Nei momenti di relax si cimenta nella scultura: il gruppo della Pietà nella cappella del cimitero, il busto della moglie morta, il busto di Michele Granata, l’ovale di Giustino Fortunato, senza tralasciare la sua vocazione giornalistica e politica che affronta da solo senza avere alle spalle un’organizzazione efficiente.
Nelle elezioni politiche del 1948 in cui fu candidato per essere eletto in Parlamento non ebbe l’appoggio degli elettori del Vulture e non fu eletto, arrivò secondo. Continua la sua attività politica come consigliere comunale e provinciale.
Avrebbe potuto mettersi da parte e occuparsi dei suoi interessi che erano molti e vari quando durante una delle tante conferenze gli capitò di subire insulti verbali e perfino aggressioni fisiche.


Umiliato, avrebbe potuto abbandonare la scuola a cui aveva dato i migliori e più fattivi anni della sua vita le altre attività di beneficenza per dedicarsi ad altro lavoro più redditizio.
Non volle, perché un soldato non abbandona il suo posto di guardia ed egli era stato soldato, in trincea, per tre lunghissimi anni.
Sopportò tutto, non fosse altro per dare il suo modesto contributo nell’educare i giovani alla vita rigida e purtroppo senza gloria della virtù.
Ne ebbe però un premio, la gioventù studiosa non gli mancò mai di rispetto perché dette, ad essa, l’esempio dell’onestà e della correttezza non pensando mai al male e a farsi guidare da sentimenti di simpatia o di antipatia.

========================

Prove da svolgere:
(1) Secondo l'estratto del documento, perché non volle lasciare la scuola dopo essere stato umiliato? Spiegalo in una, due o tre frasi.
(2) Scrivi il seguito dell'estratto biografico, cominciando subito dopo la sua ultima frase.

Dati forniti:
========================

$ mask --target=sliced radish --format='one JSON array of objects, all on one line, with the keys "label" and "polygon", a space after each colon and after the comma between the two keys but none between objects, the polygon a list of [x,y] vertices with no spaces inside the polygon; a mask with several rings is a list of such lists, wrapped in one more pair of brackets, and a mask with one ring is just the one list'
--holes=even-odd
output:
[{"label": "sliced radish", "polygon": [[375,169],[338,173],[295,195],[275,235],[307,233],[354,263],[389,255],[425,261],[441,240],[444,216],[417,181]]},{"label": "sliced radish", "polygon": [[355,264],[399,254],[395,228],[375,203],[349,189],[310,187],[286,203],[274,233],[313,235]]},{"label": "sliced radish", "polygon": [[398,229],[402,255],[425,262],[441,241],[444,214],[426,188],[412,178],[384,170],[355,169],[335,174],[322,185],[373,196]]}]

========================

Risposte punto per punto:
(1) Non volle lasciarla perché un soldato non abbandona il suo posto di guardia. Lui stesso era stato soldato, in trincea, per tre lunghissimi anni.

(2)
I giovani studenti che frequentavano l’università durante le vacanze estive venivano nel suo studio per chiedere consigli e per leggere i suoi scritti.
A questi giovani dedicò la prefazione di un suo scritto: I Vicariati di Melfi e Spoleto”: “ ai giovani rioneresi, professionisti, studenti, e operai….. giudichino in avvenire per quanto si è fatto e si farà nella difesa degli interessi del Paese, nel quadro della Regione lucana; continuino l’azione generosa e disinteressata per l’innovazione del Mezzogiorno d’Italia; non facciano delle inutile campanilismo ma rintuzzino, ove occorra, le pretese non giuste di altri paesi a danno del proprio; rispettino le Autorità costituite ma non si pieghino servilmente e pavidamente, nel caso che esse pretendano la umiliazione propria e specialmente del paese; si interessino della politica intesa come vita del Paese, della Regione e della Nazione senza la brama smodata di prevalere di utili, di cariche e di onori personali.
Le passioni e le delusioni o le vittorie del momento passano, restano le opere per le quali si è dato il contributo fattivo per la loro realizzazione”.
Non credo di aver peccato di nepotismo nel tratteggiare la figura di un uomo che in vita non ha mai concepito il male e la vendetta, ma che ha sempre agito per il bene e perdono cristianamente inteso.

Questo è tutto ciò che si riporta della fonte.